WHAT THE TASK ASKS – Would you repeat all the lines below, exactly as they stand?

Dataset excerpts
+--

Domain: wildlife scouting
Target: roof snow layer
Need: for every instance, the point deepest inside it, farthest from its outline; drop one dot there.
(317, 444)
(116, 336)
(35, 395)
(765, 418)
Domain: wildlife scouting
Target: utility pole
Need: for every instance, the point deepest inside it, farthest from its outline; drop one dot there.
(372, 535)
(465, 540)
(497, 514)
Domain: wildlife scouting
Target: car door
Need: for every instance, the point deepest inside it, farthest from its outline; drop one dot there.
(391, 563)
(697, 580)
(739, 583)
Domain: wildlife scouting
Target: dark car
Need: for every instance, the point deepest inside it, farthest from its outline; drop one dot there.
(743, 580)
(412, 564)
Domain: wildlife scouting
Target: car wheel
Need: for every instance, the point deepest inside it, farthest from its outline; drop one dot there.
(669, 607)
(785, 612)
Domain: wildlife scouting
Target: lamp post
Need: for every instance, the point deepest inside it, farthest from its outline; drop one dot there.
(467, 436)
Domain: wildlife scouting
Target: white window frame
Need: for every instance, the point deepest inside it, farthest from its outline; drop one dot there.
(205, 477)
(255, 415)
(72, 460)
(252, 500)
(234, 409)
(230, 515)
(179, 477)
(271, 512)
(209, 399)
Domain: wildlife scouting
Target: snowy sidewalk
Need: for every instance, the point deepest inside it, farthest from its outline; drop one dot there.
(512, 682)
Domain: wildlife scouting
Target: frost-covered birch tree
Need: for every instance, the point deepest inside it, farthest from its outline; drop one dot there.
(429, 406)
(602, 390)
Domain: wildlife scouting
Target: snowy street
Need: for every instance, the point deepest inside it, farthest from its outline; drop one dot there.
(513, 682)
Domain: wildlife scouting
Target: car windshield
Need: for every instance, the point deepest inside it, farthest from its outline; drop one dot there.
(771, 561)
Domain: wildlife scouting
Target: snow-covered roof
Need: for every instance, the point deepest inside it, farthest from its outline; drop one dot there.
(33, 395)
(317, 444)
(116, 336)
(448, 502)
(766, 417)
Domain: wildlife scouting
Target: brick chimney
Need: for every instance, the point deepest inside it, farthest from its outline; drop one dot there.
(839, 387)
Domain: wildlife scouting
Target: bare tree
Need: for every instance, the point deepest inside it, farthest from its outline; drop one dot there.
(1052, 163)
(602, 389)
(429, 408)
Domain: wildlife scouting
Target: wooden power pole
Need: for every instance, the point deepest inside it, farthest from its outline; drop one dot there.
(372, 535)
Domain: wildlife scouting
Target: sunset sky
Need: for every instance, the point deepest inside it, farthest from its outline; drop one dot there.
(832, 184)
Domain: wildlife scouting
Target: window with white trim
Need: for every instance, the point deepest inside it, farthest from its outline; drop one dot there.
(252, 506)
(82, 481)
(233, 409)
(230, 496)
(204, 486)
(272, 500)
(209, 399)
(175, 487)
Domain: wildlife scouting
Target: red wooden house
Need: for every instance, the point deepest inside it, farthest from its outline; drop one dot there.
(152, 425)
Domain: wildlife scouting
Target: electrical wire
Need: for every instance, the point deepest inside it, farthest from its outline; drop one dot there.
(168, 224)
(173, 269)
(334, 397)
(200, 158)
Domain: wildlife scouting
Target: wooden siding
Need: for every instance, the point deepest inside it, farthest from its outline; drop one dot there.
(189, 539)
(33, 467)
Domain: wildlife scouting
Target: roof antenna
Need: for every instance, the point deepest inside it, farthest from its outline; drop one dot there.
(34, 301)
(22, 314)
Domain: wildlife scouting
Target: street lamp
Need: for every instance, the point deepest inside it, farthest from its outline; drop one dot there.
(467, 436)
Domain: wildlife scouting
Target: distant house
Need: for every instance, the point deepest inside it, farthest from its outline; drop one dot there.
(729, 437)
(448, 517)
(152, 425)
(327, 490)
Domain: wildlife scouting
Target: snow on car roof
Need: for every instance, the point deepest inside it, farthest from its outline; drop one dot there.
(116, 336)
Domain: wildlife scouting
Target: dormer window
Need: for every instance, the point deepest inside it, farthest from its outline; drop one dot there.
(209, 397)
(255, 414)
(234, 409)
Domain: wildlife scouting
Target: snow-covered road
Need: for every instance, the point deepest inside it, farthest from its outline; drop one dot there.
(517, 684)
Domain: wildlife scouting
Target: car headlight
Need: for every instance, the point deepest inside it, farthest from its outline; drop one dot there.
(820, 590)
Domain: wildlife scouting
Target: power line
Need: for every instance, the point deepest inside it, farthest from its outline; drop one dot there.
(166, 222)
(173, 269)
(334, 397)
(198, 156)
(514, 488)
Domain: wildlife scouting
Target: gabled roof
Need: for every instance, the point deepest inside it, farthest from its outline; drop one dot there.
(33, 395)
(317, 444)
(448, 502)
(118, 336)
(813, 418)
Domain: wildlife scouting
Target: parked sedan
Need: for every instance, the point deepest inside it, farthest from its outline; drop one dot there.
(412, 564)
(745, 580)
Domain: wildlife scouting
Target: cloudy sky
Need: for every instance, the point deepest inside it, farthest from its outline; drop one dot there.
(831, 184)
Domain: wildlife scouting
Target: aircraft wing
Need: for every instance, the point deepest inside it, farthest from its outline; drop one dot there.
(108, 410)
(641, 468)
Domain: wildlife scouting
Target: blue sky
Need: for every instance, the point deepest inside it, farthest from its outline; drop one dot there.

+--

RESPONSE FOR THIS EXERCISE –
Domain: wildlife scouting
Target: roof snow layer
Need: for every instance, the point deepest inside it, farthest from its outline; drop one dot there.
(317, 444)
(116, 336)
(35, 395)
(765, 418)
Domain: wildlife scouting
Target: utility pole
Need: for every instance, the point deepest inside it, farthest from its outline; drop one dot there.
(372, 535)
(465, 540)
(497, 514)
Domain: wildlife scouting
Target: car door
Need: for every instance, the point deepest inside it, farthest from its outline; drop one dot there.
(391, 563)
(697, 580)
(739, 583)
Domain: wildlife scouting
Target: dark car
Need: for every instance, the point deepest inside it, farthest from its outline; drop one dot there.
(743, 580)
(412, 564)
Domain: wildlife scouting
Target: car wheel
Need: for every instance, the point deepest inside it, farthest from its outline; drop one dot there.
(669, 607)
(785, 612)
Domain: wildlife scouting
Target: lamp post
Need: for every instance, the point deepest inside it, farthest from its outline; drop one dot there.
(467, 436)
Domain: wildlife scouting
Target: white window frame
Need: for every instance, the point deepest inside it, farthest from its outline; drop one dot there.
(205, 477)
(255, 415)
(72, 460)
(252, 500)
(234, 409)
(230, 515)
(179, 477)
(271, 512)
(209, 399)
Domain: wildlife scouting
Target: snowy sidewalk
Need: for every instance, the point deepest inside it, farthest from its outline; drop one dot there.
(512, 682)
Domain: wildlife scouting
Target: frost-covered birch tree
Need: for every instance, the point deepest inside it, farthest from its outline; drop one dot there.
(429, 406)
(602, 390)
Domain: wildlife scouting
Target: snowy street
Need: for every instance, the point deepest inside it, farthest from its outline; drop one dot there.
(513, 682)
Domain: wildlife scouting
Target: car windshield
Need: for every instance, the point deepest inside it, farthest from its outline; drop one dot there.
(771, 561)
Domain: wildlife scouting
Target: snow-covered roof
Need: for every instance, the point deepest inside it, farthest from its outline; drop one dot there.
(33, 395)
(317, 444)
(116, 336)
(448, 502)
(766, 417)
Domain: wildlife scouting
Target: brick chimney
Need: for every instance, the point deepest inside it, farthest from its outline; drop one dot there.
(839, 387)
Domain: wildlife scouting
Target: bare tree
Need: for every instance, the point deepest inside it, farthest from its outline; drop one dot there.
(1052, 163)
(602, 389)
(429, 408)
Domain: wildlife scouting
Target: wooden power pole
Need: for every instance, the point deepest inside it, farthest from its outline; drop one dot there.
(372, 535)
Domain: wildlife scouting
Target: sunset sky
Need: for every instance, the point deepest inside it, farthest from its outline; drop one dot there.
(832, 184)
Domain: wildlife scouting
Target: window with white trim
Need: for every instance, the point deepest inside it, farthest from its outline; drop one dot there.
(252, 506)
(82, 481)
(233, 409)
(230, 496)
(204, 486)
(272, 500)
(209, 399)
(175, 487)
Domain: wildlife scouting
Target: red wooden house
Need: for every instance, the point deepest inside it, farthest from its outline; drop one dot there.
(152, 425)
Domain: wildlife scouting
Target: electrical wire
Need: for every instance, the point deepest inside it, farthest from its outline; drop one dot there.
(168, 224)
(173, 269)
(334, 397)
(200, 158)
Domain: wildlife scouting
Target: wooden siding
Need: for every instance, the point deepest inside it, farthest from its outline; drop one dot there.
(189, 539)
(33, 467)
Domain: wildlife scouting
Target: roof antenna
Need: for every instance, the point deepest inside it, farthest from its outline; drop one dot there.
(34, 301)
(22, 314)
Domain: wildlife scouting
Target: street lamp
Need: for every instance, the point deepest inside it, farthest from its outline; drop one dot there.
(467, 436)
Domain: wildlife scouting
Target: distant house
Need: for every instance, the point deepest inside it, farthest from its outline; drop one dot there.
(729, 437)
(448, 517)
(152, 425)
(327, 490)
Domain: wildlife scouting
Target: snow on car roof
Need: for every instance, the point deepest inside it, farthest from its outline; drop one dot there.
(116, 336)
Domain: wildlife scouting
Target: dormer window
Need: for every instance, the point deepest inside it, farthest from its outline; drop one dot there.
(209, 397)
(255, 414)
(234, 409)
Domain: wildlife scouting
Target: snow-covered road
Need: for every instance, the point deepest inside it, farthest from its outline; drop one dot there.
(517, 684)
Domain: wildlife scouting
Target: car headlight
Need: for every instance, the point deepest inside it, farthest from its outline; drop one dot there.
(820, 590)
Domain: wildlife scouting
Target: power line
Need: for every instance, the point deepest inside it, farthest from its outline; drop one dot there.
(166, 222)
(173, 269)
(334, 397)
(198, 156)
(514, 488)
Domain: wildlife scouting
Target: gabled roof
Need: for every instance, the point deepest inside it, farthest from its outline; drop one dot there.
(33, 395)
(317, 444)
(448, 502)
(118, 336)
(813, 418)
Domain: wildlife scouting
Target: parked sedan
Need: for every instance, the point deepest inside it, farthest from its outline; drop one dot there.
(412, 564)
(745, 580)
Domain: wildlife scouting
Target: cloudy sky
Need: for every instance, the point deepest inside it, farthest from its outline; drop one dot there.
(831, 184)
Domain: wildlife scouting
Target: aircraft wing
Need: for every instance, the point deepest inside it, farthest from its outline; drop one dot there.
(108, 410)
(641, 468)
Domain: wildlife scouting
Target: blue sky
Need: for every instance, the point deepest inside it, farthest from its outline; drop one dot there.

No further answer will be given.